PAGE.
· · ·

The review which [the Metropolitan Police] undertake will be a thorough examination of the police handling of the event right through from the planning stages to the actions taken on the day. It will be very much concerned with operational matters. The Met will not call on the assistance of outside advisers during the course of the review. In the circumstances they suggest that correspondents should not be encouraged (HO 1990c).

Sir Peter Imbert, the Commissioner of the Metropolitan Police, told Thatcher that two inquiries were underway, the first being into ‘those who had conspired to organise the violence and those who perpetrated it’ and the second ‘to learn any lessons for future policing of such occasions’ (Letter from Andrew Turnbull to Colin Walters, 3 April 1990, PREM 19/3021, NA). Briefing the Prime Minister on this meeting with Imbert, her Private Secretary Andrew Turnbull stated that ‘[a]lthough the police were under great pressure and showed great courage, it cannot be said that their handling of the event was faultless’ (‘Meeting with Sir Peter Imbert’, 3 April, 1990, PREM 19/3021, NA).

· · ·

Some entries.
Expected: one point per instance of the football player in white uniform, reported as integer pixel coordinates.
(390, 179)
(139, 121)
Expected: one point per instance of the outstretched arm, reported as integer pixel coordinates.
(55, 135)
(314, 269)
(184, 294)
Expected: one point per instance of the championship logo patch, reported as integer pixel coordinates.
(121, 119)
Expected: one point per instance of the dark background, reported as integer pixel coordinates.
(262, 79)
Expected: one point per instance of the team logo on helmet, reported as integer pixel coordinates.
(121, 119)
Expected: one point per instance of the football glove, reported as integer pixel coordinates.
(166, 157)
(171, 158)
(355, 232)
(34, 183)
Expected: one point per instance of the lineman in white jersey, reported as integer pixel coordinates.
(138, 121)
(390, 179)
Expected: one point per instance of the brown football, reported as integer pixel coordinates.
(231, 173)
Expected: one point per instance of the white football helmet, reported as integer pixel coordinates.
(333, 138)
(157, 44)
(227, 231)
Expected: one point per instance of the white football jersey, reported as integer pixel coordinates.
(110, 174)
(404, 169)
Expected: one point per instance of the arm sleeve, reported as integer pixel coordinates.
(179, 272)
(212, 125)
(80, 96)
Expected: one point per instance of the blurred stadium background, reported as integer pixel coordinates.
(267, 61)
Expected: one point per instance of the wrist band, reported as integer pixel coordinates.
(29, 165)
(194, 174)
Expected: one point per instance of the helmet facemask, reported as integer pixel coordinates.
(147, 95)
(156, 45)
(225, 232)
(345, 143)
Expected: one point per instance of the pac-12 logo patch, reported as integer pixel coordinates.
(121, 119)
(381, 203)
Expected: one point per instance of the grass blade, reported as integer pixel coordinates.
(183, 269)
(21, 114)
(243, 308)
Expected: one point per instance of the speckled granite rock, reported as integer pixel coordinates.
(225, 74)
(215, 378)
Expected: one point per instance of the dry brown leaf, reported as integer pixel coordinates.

· · ·

OBJECTIVE.
Please write out the whole passage about the Metropolitan Police review word for word. The entries stand apart from the passage and are separate material.

COMPLETED EXERCISE.
The review which [the Metropolitan Police] undertake will be a thorough examination of the police handling of the event right through from the planning stages to the actions taken on the day. It will be very much concerned with operational matters. The Met will not call on the assistance of outside advisers during the course of the review. In the circumstances they suggest that correspondents should not be encouraged (HO 1990c).

Sir Peter Imbert, the Commissioner of the Metropolitan Police, told Thatcher that two inquiries were underway, the first being into ‘those who had conspired to organise the violence and those who perpetrated it’ and the second ‘to learn any lessons for future policing of such occasions’ (Letter from Andrew Turnbull to Colin Walters, 3 April 1990, PREM 19/3021, NA). Briefing the Prime Minister on this meeting with Imbert, her Private Secretary Andrew Turnbull stated that ‘[a]lthough the police were under great pressure and showed great courage, it cannot be said that their handling of the event was faultless’ (‘Meeting with Sir Peter Imbert’, 3 April, 1990, PREM 19/3021, NA).